------ Supplied entries ------

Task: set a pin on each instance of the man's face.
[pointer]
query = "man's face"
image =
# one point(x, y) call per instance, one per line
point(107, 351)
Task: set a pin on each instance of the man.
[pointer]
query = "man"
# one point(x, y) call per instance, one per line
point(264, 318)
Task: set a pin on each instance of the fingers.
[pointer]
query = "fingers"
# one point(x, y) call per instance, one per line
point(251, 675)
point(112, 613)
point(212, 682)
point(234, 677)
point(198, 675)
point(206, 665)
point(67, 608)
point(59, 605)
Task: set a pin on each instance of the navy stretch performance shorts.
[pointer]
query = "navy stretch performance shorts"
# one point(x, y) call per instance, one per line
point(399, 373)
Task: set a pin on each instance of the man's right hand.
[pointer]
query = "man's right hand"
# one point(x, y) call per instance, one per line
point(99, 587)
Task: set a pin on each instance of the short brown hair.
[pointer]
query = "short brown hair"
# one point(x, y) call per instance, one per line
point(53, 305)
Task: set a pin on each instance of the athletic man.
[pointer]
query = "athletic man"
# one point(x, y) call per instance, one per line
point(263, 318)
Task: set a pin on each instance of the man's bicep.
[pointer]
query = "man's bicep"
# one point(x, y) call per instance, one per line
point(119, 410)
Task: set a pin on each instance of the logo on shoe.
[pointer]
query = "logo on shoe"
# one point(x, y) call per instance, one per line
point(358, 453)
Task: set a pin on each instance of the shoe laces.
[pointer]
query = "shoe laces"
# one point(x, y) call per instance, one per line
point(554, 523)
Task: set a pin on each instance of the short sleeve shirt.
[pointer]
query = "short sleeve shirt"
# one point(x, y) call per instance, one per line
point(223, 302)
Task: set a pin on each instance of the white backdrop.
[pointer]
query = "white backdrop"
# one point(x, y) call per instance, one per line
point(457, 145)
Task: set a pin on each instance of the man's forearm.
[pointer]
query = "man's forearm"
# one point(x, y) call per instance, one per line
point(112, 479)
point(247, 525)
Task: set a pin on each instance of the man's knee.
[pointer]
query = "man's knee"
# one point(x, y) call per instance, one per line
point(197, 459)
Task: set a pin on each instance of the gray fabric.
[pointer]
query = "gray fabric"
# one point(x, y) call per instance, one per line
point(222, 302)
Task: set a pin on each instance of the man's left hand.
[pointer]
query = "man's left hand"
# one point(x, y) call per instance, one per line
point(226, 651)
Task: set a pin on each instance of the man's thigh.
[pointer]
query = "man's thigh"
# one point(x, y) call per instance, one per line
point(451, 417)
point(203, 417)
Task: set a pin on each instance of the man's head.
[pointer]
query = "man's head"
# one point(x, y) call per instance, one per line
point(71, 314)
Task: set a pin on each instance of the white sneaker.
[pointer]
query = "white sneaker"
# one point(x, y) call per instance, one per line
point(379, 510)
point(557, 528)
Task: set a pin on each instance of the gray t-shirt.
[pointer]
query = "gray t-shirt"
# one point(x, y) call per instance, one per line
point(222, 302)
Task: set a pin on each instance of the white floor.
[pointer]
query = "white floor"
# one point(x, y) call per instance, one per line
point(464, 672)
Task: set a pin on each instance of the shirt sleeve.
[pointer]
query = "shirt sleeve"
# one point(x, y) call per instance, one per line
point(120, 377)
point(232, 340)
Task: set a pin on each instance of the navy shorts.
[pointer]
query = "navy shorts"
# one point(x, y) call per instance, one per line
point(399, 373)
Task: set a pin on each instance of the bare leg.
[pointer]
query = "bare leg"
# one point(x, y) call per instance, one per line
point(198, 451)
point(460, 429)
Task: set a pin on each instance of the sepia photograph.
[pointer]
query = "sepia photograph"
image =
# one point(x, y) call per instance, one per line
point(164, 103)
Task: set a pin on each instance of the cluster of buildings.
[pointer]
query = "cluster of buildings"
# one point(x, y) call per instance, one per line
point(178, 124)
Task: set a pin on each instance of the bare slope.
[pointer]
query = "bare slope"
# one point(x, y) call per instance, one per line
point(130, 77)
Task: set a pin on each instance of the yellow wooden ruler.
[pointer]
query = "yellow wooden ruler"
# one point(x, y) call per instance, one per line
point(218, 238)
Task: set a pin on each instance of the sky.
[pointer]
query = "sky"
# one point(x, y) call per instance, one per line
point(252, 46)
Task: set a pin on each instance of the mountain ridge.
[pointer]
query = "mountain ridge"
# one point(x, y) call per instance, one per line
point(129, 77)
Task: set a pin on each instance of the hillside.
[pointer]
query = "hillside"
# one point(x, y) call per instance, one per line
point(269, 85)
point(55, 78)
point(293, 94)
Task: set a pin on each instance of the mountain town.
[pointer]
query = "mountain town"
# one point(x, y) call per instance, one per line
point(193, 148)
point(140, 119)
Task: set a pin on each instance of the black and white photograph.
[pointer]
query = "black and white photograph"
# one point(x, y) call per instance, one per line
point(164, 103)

------

— Objective —
Copy every one of the records above line for line, without changing a character or the order of the lines.

— Finished answer —
Task: set a pin on each instance of the man's face.
[pointer]
query = "man's face"
image =
# one point(x, y) call per instance, one per line
point(107, 351)
Task: set a pin on each instance of the man.
[pointer]
query = "man"
# one point(x, y) call per instance, one per line
point(264, 318)
Task: set a pin on each instance of the fingers.
[pointer]
query = "fingers"
# one point(x, y) call per instance, one per line
point(251, 675)
point(112, 613)
point(212, 682)
point(234, 677)
point(198, 675)
point(206, 665)
point(67, 608)
point(59, 605)
Task: set a pin on each instance of the navy stretch performance shorts.
[pointer]
query = "navy stretch performance shorts"
# one point(x, y) call per instance, one per line
point(399, 373)
Task: set a pin on each instance of the man's right hand.
[pointer]
query = "man's right hand"
# one point(x, y) call per instance, one per line
point(99, 587)
Task: set a pin on each instance of the short brown hair.
[pointer]
query = "short brown hair"
# one point(x, y) call per instance, one per line
point(53, 305)
Task: set a pin on each instance of the athletic man.
[pointer]
query = "athletic man"
# one point(x, y) call per instance, one per line
point(263, 318)
Task: set a pin on each instance of the man's bicep.
[pointer]
query = "man's bicep"
# one point(x, y) call per instance, one per line
point(119, 410)
Task: set a pin on each instance of the logo on shoe.
[pointer]
query = "logo on shoe"
# one point(x, y) call per instance, one per line
point(358, 453)
Task: set a pin on each instance of the shoe laces.
[pointer]
query = "shoe laces"
# one point(x, y) call per instance, one per line
point(554, 523)
Task: set a pin on each instance of the short sleeve shirt.
[pointer]
query = "short sleeve shirt"
# one point(x, y) call per instance, one per line
point(223, 302)
Task: set a pin on each instance of the white backdrop.
[pointer]
query = "white backdrop"
# one point(x, y) call per instance, one per line
point(457, 145)
Task: set a pin on each instance of the man's forearm.
[pointer]
query = "man's forearm"
# one point(x, y) call per instance, one per line
point(112, 479)
point(247, 525)
Task: set a pin on each instance of the man's knee.
[pointer]
query = "man's knee"
# one point(x, y) call per instance, one per line
point(197, 459)
Task: set a pin on each instance of the gray fabric.
[pointer]
query = "gray fabric"
# one point(x, y) call per instance, one per line
point(222, 302)
Task: set a pin on each instance of the man's left hand.
[pointer]
query = "man's left hand"
# one point(x, y) call per instance, one per line
point(226, 651)
Task: set a pin on each instance of the man's thigh.
[pointer]
query = "man's thigh"
# one point(x, y) call per instance, one per line
point(451, 417)
point(203, 417)
Task: set a pin on each instance of the man's head.
[pointer]
query = "man's head"
# one point(x, y) call per instance, one per line
point(71, 314)
Task: set a pin on each instance of the white sneaker.
[pointer]
query = "white sneaker"
# one point(x, y) call per instance, one per line
point(379, 510)
point(557, 528)
Task: set a pin on each instance of the gray t-shirt.
[pointer]
query = "gray t-shirt"
# one point(x, y) call per instance, one per line
point(222, 302)
Task: set a pin on each instance of the white floor.
[pointer]
query = "white floor"
# one point(x, y) call per instance, one per line
point(464, 672)
Task: set a pin on each instance of the shirt sleeve.
[pointer]
query = "shirt sleeve"
# one point(x, y) call per instance, one per line
point(120, 377)
point(232, 340)
Task: set a pin on each instance of the navy shorts.
[pointer]
query = "navy shorts"
# one point(x, y) call per instance, one per line
point(399, 373)
Task: set a pin on each instance of the bare leg.
[pointer]
query = "bare leg"
# one point(x, y) call per instance, one per line
point(198, 451)
point(460, 429)
Task: set a pin on each instance of the sepia photograph.
[pointer]
query = "sepia photograph"
image =
# one point(x, y) call per instance, one per line
point(164, 103)
Task: set a pin on each instance of the cluster of buildings.
[pointer]
query = "cluster of buildings"
# one point(x, y) call per instance, one per line
point(178, 124)
Task: set a pin on each instance of the bare slope.
[pointer]
query = "bare slope"
# one point(x, y) call per instance, one per line
point(130, 77)
Task: set a pin on each instance of the yellow wooden ruler.
[pointer]
query = "yellow wooden ruler"
# one point(x, y) call per instance, one per line
point(218, 238)
Task: set a pin on each instance of the sky.
[pointer]
query = "sky"
# one point(x, y) call per instance, one per line
point(252, 46)
Task: set a pin on each instance of the mountain ridge.
[pointer]
query = "mountain ridge"
# one point(x, y) call per instance, one per line
point(129, 77)
Task: set a pin on each instance of the hillside.
[pointer]
query = "hillside"
# one point(x, y) call per instance, one per line
point(269, 85)
point(55, 78)
point(293, 94)
Task: set a pin on each instance of the mountain town.
[pointer]
query = "mountain town"
# one point(x, y) call per instance, one per line
point(193, 148)
point(140, 119)
Task: set a pin on each instance of the black and white photograph.
[pointer]
query = "black and white photograph"
# one point(x, y) call per instance, one per line
point(164, 103)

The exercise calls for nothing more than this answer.